** Extracted information **

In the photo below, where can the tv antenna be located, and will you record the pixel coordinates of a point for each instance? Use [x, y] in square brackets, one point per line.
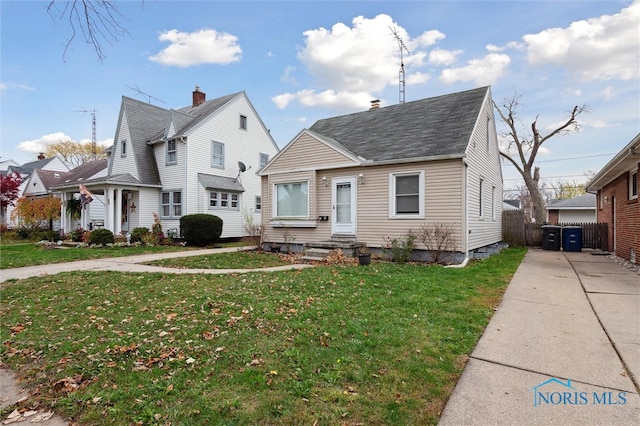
[402, 48]
[94, 149]
[148, 96]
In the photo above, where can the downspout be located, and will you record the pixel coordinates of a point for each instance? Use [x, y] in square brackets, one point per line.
[465, 208]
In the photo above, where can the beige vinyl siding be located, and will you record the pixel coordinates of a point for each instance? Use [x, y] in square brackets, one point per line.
[307, 152]
[483, 159]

** What you should do **
Reproduce every one of the entries above word for word, in their original order, and omit the pictures.

** Written response **
In the photo below, where can the tv antenna be located, and will you record the pixel coordinates of a point for each instance? Use [x, y] in square brackets, one point per line.
[402, 48]
[94, 149]
[148, 96]
In the photo above, where can the downspout be located, and will you record the pixel coordinates of a point for each instance? Use [x, y] in square brackets, one point per line.
[465, 208]
In the photo above, where can the beige vinyl siding be located, and will you record the pixel coordinates of a point for each instance? Use [x, y] in square brackets, one point per line.
[307, 152]
[483, 159]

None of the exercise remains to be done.